What is needed: Reproduce every line of the rows below, requests included, increasing each bounding-box coordinate in the answers by 48 while leaving the requests and their format samples unchanged. Omit the pictures from your reply.

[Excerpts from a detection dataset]
——————
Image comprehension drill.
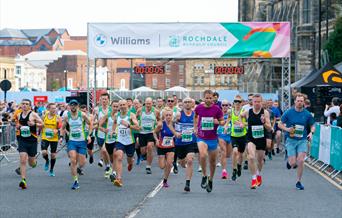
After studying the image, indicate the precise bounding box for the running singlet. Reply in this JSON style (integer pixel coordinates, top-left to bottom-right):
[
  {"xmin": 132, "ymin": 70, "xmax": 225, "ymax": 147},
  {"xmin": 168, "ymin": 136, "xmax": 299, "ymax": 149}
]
[
  {"xmin": 42, "ymin": 112, "xmax": 58, "ymax": 142},
  {"xmin": 68, "ymin": 111, "xmax": 86, "ymax": 142},
  {"xmin": 159, "ymin": 121, "xmax": 175, "ymax": 148},
  {"xmin": 175, "ymin": 111, "xmax": 196, "ymax": 146},
  {"xmin": 139, "ymin": 107, "xmax": 157, "ymax": 134},
  {"xmin": 116, "ymin": 112, "xmax": 135, "ymax": 145}
]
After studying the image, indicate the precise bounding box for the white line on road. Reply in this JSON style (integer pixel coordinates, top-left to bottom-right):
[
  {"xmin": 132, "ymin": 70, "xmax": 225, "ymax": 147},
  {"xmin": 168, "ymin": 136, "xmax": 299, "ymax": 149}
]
——————
The response:
Image comprehension drill.
After studying the image, indicate the precise bounding box for the running singlet. Reply in this JSON style (integer pixel coordinates, top-left to bottom-right):
[
  {"xmin": 132, "ymin": 70, "xmax": 225, "ymax": 147},
  {"xmin": 168, "ymin": 136, "xmax": 299, "ymax": 149}
]
[
  {"xmin": 90, "ymin": 160, "xmax": 106, "ymax": 190},
  {"xmin": 116, "ymin": 159, "xmax": 134, "ymax": 190},
  {"xmin": 207, "ymin": 169, "xmax": 223, "ymax": 196},
  {"xmin": 223, "ymin": 159, "xmax": 244, "ymax": 194},
  {"xmin": 187, "ymin": 155, "xmax": 205, "ymax": 182},
  {"xmin": 164, "ymin": 160, "xmax": 183, "ymax": 193}
]
After studying the image, indicate the precise bounding box for the white line on road. Reply in this JSON style (integer pixel coordinates, top-left to bottom-right):
[
  {"xmin": 132, "ymin": 70, "xmax": 225, "ymax": 147},
  {"xmin": 168, "ymin": 136, "xmax": 299, "ymax": 149}
]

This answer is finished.